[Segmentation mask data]
· · · ·

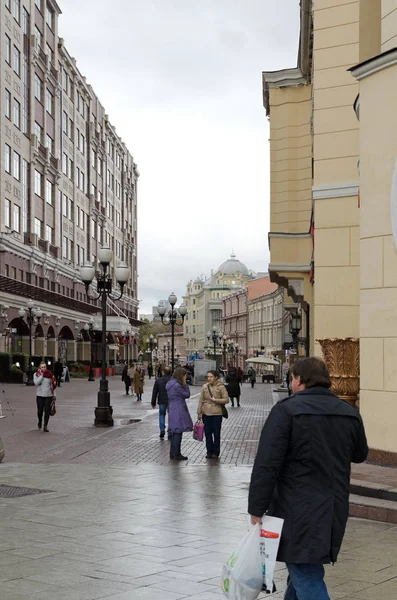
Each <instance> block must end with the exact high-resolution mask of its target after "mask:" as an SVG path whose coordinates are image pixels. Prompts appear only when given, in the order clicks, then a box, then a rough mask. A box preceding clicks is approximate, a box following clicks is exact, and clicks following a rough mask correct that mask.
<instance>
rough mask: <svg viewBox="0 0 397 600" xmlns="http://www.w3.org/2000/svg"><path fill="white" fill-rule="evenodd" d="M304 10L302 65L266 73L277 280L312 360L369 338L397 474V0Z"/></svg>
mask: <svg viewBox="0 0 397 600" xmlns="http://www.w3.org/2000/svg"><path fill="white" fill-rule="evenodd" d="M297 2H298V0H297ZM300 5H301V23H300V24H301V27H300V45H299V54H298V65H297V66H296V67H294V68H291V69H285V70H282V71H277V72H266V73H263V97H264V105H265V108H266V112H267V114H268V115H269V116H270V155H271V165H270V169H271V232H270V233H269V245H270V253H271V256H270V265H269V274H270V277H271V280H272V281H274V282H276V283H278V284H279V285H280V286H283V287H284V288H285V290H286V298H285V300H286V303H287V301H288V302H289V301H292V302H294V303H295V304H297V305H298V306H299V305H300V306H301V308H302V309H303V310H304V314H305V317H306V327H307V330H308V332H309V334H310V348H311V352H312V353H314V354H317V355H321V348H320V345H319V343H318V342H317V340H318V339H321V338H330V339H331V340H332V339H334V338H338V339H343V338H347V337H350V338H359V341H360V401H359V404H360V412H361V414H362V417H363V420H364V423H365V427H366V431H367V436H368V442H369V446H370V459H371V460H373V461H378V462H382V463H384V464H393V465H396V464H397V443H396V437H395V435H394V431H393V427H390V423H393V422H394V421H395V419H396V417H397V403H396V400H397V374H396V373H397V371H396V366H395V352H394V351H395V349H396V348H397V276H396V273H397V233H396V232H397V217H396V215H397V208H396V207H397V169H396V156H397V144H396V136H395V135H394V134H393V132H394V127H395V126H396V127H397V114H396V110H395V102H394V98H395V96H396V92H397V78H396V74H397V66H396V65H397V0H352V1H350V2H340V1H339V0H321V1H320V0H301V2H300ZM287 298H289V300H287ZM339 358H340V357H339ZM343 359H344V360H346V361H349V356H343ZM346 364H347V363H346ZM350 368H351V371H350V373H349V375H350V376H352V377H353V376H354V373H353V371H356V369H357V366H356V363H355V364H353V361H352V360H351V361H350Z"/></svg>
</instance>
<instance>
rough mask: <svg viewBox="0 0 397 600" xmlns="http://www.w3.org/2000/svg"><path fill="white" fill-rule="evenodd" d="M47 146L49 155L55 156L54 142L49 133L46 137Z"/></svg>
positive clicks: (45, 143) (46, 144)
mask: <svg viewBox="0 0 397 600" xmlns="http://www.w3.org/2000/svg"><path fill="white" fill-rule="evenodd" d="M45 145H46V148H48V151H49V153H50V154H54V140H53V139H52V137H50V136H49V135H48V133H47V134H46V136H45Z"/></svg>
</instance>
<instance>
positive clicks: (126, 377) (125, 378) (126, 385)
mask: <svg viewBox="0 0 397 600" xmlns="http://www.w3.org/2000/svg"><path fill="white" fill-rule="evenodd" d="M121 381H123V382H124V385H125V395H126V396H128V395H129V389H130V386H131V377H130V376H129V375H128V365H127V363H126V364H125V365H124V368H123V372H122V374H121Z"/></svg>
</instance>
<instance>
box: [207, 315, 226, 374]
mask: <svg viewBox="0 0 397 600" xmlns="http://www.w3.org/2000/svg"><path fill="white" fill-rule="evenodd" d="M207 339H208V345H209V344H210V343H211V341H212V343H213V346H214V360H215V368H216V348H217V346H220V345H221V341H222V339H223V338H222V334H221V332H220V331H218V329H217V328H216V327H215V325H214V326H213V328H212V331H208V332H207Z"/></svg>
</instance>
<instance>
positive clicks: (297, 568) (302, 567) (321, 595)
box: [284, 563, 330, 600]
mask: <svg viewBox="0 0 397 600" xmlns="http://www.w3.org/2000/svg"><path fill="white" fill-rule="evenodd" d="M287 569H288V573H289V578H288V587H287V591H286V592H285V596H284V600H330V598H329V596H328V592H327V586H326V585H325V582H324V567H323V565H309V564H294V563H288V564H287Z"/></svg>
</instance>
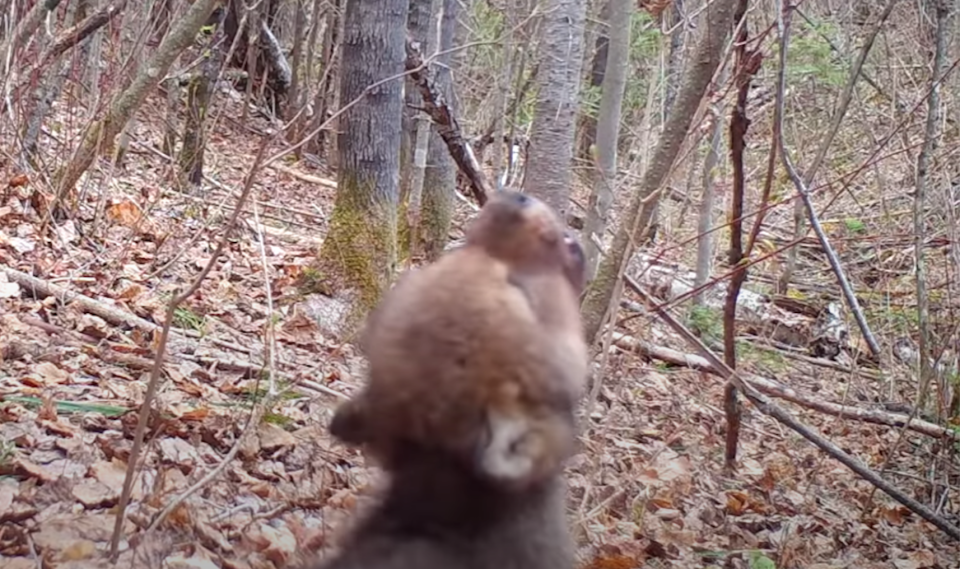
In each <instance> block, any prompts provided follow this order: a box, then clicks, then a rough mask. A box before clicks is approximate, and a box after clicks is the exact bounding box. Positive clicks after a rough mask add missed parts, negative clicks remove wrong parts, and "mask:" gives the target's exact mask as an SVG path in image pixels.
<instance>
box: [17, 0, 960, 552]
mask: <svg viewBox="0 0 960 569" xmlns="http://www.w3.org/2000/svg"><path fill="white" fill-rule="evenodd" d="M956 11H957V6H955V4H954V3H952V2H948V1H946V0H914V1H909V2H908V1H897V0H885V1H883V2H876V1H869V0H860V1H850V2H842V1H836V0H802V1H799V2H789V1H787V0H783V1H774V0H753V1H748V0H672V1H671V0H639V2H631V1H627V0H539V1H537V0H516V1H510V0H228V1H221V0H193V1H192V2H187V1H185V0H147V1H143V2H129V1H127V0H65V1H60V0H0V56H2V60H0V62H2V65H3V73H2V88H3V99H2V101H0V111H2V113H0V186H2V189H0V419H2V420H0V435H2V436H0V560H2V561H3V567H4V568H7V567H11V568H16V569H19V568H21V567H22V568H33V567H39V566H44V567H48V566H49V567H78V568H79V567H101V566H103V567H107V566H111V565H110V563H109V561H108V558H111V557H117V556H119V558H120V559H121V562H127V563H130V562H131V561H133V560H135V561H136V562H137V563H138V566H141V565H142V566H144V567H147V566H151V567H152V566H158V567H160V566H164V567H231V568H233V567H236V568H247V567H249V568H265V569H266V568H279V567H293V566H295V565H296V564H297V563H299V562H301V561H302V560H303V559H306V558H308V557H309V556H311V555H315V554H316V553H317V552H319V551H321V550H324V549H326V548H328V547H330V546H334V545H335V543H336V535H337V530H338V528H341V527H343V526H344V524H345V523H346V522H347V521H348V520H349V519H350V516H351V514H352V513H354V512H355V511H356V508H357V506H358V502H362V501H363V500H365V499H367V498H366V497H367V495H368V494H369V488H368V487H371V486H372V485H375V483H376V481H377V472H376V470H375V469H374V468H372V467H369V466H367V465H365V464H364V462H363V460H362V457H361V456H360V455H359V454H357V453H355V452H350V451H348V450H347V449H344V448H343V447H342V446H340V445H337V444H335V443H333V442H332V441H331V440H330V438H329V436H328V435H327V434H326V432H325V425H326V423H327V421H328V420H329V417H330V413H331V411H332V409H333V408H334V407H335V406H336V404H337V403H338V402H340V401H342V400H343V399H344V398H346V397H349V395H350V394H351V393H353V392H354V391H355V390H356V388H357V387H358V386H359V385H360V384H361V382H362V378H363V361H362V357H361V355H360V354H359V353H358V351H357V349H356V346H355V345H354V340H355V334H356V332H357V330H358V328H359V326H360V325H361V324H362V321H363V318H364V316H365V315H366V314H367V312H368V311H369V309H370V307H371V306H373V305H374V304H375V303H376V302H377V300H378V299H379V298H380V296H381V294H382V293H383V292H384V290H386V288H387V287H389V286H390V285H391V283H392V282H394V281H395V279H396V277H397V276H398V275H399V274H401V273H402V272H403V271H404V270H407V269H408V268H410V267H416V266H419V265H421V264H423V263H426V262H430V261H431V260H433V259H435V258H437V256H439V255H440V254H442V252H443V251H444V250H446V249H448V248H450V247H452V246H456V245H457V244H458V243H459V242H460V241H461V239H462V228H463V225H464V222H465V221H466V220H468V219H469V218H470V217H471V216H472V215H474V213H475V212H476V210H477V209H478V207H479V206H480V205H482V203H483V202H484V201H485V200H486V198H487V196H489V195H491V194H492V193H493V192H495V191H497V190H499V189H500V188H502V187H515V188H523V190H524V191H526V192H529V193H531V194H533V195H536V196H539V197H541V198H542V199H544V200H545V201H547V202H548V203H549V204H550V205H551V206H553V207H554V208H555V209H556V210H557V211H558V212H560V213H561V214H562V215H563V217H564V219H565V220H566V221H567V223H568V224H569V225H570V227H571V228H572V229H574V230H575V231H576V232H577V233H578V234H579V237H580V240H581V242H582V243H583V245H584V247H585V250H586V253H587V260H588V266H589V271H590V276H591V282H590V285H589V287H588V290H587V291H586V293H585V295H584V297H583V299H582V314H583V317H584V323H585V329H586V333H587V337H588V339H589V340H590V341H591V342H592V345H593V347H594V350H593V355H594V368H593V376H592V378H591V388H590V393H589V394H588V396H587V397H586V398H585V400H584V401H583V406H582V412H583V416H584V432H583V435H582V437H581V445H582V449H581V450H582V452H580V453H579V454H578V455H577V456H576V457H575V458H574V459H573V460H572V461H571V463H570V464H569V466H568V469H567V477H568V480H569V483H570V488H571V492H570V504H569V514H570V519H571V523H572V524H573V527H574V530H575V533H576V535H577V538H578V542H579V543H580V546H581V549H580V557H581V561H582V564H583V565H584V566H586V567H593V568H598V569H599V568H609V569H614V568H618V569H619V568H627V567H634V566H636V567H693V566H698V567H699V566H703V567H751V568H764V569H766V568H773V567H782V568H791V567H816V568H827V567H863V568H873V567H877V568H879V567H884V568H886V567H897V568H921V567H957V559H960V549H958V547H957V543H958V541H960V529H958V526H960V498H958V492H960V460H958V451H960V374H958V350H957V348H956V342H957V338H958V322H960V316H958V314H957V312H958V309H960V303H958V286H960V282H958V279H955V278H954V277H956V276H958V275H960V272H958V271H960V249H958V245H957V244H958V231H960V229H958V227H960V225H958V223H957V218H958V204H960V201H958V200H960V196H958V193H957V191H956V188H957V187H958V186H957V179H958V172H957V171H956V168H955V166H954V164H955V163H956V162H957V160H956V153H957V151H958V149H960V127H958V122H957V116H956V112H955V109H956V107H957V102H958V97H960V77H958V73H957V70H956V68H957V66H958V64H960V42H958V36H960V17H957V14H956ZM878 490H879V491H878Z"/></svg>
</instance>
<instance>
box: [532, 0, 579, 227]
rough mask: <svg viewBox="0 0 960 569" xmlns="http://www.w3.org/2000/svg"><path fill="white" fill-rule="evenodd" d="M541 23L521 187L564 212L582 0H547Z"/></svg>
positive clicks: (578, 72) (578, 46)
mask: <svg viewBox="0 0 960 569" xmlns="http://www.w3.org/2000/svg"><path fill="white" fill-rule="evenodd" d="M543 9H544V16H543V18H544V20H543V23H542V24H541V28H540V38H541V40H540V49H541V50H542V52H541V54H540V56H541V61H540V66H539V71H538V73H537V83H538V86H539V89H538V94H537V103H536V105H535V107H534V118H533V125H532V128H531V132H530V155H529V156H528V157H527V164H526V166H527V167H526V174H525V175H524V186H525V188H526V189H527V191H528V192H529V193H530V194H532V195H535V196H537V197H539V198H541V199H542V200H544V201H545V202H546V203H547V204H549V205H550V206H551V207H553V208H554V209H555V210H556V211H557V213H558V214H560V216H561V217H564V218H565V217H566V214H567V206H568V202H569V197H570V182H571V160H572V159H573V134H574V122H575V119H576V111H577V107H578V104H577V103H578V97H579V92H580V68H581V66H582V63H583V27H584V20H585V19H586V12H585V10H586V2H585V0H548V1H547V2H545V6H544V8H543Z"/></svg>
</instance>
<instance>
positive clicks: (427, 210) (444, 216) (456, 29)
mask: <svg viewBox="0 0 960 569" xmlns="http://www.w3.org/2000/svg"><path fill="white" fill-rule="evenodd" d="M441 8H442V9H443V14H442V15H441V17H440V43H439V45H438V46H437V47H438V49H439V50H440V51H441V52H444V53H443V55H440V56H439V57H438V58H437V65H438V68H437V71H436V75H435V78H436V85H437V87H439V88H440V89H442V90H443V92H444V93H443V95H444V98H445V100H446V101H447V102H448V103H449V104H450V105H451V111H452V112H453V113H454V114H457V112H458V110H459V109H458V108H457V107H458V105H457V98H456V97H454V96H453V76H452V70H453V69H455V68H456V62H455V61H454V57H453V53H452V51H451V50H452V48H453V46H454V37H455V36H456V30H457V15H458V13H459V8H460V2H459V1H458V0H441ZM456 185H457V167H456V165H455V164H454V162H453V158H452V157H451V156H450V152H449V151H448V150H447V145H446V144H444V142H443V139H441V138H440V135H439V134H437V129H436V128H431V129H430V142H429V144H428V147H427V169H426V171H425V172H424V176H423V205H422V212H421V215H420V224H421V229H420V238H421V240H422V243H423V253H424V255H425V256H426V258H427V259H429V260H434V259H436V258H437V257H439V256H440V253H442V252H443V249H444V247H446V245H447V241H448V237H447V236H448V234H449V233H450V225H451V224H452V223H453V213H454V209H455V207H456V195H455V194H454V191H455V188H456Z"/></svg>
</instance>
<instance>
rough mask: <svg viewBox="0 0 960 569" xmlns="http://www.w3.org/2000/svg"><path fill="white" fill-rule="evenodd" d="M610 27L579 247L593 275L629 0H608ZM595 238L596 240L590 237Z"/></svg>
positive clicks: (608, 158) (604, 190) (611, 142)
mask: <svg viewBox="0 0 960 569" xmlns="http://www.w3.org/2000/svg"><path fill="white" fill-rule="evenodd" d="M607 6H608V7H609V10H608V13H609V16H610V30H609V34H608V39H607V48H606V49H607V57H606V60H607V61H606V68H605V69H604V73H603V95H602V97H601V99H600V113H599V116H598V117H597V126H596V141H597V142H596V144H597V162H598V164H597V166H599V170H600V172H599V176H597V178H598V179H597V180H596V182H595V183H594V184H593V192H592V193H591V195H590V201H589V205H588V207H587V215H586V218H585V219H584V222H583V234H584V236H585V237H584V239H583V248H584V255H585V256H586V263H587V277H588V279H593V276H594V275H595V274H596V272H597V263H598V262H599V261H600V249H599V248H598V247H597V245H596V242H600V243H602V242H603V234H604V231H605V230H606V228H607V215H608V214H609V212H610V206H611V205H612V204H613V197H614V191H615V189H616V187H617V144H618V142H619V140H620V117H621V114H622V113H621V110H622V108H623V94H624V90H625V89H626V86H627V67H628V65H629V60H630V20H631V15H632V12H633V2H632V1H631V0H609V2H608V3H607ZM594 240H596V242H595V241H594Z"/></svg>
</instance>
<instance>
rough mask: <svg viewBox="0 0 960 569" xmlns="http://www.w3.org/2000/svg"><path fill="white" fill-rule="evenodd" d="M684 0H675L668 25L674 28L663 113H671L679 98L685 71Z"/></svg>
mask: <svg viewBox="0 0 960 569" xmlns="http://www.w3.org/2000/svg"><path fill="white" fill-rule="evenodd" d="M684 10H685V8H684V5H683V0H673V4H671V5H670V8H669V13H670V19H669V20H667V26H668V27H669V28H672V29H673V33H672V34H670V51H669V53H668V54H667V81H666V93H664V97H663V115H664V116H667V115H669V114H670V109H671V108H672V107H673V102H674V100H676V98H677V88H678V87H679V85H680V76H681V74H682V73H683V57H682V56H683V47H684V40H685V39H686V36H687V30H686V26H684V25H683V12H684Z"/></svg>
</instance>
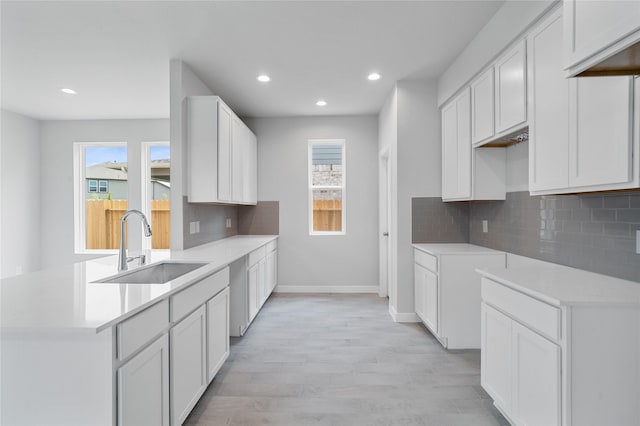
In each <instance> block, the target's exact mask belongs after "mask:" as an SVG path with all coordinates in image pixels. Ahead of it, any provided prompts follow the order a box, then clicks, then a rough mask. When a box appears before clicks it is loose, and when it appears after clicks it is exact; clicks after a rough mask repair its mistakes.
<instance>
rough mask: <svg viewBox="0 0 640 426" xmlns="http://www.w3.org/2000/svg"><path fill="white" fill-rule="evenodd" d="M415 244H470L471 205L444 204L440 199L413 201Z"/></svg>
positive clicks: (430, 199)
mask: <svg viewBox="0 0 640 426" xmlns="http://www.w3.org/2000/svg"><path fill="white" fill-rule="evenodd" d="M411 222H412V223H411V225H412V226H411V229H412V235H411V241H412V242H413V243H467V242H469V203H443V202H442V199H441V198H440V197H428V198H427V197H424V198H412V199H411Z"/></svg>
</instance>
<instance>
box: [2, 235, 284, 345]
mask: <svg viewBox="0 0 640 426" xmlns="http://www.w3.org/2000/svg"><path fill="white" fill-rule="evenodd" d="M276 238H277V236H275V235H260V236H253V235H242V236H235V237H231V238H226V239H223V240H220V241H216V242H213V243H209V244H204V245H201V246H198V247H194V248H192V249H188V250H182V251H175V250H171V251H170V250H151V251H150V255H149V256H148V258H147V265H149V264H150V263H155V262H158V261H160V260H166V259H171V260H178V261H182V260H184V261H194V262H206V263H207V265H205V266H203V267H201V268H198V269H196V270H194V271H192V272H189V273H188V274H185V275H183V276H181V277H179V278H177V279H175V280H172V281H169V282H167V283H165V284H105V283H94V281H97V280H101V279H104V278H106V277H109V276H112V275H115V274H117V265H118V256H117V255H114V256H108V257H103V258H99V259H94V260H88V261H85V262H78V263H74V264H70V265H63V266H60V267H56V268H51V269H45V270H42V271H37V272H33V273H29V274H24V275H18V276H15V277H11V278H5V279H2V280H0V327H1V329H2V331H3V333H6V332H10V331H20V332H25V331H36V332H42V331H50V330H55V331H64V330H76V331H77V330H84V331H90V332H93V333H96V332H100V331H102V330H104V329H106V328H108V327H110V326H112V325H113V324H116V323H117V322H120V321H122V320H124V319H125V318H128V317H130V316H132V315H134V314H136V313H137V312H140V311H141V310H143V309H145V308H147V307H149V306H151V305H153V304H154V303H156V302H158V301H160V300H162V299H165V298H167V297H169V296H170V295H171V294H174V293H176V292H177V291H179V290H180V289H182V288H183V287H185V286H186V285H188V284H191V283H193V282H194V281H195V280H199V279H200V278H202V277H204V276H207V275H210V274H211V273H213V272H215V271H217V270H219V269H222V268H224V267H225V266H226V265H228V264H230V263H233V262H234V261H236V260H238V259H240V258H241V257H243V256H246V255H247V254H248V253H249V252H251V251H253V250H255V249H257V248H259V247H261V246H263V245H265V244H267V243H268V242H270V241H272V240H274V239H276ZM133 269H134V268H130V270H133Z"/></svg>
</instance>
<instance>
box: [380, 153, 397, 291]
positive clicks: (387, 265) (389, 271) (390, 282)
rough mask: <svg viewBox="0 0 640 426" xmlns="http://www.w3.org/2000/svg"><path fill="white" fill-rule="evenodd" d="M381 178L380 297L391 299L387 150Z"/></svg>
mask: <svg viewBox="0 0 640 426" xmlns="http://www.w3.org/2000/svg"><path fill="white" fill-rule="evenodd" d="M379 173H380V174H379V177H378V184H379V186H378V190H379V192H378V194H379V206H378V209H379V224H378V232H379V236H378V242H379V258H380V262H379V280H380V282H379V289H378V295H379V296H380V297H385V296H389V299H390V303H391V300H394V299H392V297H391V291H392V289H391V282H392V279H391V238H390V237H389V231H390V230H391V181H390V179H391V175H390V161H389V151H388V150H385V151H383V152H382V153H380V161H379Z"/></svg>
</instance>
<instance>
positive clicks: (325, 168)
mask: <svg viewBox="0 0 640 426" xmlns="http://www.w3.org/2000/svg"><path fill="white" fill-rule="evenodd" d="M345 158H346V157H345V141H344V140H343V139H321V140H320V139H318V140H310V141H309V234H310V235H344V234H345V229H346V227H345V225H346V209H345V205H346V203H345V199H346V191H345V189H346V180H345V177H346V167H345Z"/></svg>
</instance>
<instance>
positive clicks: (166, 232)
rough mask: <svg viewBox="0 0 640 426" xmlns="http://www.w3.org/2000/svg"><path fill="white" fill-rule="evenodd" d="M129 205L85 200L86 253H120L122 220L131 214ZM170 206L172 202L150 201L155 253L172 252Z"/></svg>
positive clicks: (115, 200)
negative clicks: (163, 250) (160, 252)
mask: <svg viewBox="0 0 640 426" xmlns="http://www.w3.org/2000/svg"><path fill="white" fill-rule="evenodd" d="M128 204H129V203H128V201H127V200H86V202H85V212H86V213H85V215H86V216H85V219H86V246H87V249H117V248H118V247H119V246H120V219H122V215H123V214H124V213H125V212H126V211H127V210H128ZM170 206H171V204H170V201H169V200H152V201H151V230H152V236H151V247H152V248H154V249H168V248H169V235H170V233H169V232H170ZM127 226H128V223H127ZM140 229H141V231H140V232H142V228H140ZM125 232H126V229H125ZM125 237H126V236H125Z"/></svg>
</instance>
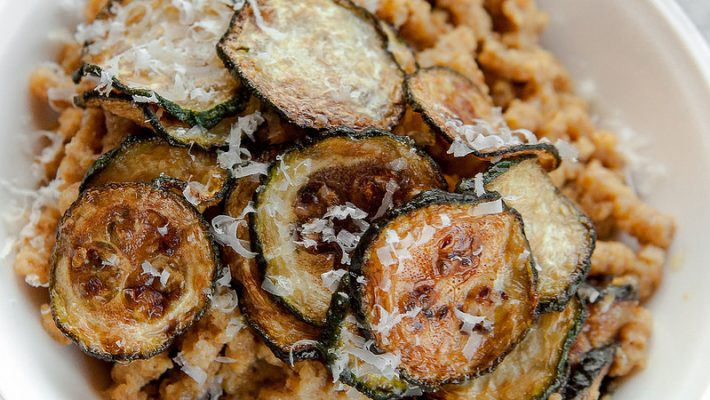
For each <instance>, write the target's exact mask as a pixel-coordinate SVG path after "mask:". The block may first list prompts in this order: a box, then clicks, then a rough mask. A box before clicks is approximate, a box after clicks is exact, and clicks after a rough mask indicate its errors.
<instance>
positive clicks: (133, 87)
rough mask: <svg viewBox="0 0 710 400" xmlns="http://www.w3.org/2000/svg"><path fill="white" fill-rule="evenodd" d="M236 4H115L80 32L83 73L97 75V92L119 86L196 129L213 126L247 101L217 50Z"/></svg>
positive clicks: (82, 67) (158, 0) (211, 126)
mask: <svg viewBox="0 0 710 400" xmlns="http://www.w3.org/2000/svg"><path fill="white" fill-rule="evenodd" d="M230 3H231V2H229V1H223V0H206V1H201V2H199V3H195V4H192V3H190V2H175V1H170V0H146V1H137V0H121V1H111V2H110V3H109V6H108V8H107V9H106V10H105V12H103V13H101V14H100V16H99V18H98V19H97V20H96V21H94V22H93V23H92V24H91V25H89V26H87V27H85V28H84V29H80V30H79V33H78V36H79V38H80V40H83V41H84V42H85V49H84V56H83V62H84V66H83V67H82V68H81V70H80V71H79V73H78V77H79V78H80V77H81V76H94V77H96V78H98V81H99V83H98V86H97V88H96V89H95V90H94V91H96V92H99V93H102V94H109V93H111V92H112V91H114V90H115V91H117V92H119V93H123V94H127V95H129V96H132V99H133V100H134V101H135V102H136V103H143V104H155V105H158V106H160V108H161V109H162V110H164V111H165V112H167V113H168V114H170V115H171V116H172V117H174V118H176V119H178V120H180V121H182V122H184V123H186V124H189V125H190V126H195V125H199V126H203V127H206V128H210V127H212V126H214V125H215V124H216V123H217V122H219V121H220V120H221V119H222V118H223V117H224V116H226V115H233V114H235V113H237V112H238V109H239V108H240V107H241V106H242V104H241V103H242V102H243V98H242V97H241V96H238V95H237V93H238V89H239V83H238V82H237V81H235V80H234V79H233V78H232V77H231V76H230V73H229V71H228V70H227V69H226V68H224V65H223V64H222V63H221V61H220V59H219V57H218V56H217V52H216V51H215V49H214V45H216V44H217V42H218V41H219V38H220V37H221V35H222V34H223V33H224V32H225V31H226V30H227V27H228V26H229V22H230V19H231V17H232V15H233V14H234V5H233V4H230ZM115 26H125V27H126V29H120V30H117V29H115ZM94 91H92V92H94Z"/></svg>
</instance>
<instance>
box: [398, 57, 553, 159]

· · · ·

▶ [What the exercise asks]
Copy out each line of the data that includes the string "with".

▶ [Result]
Each <instance> block must end with the exact high-resolution mask of its target after "mask:" as an SVG path whose coordinates are image pixels. Prompts appear only when given, in the order clicks, then a box, then a rough mask. A box preceding clicks is approximate, a box following clicks is exact, and clicks following a rough mask correct that mask.
In each <instance> block, the target's exact mask belongs after "mask:" as an SVG path with all coordinates in image pixels. Ahead of it, any provided prompts follow the order a box, then clicks, then a rough mask. When a box appears before clicks it is loose, and when it appears after clicks it is exact; clicks after a rough mask repair its mistakes.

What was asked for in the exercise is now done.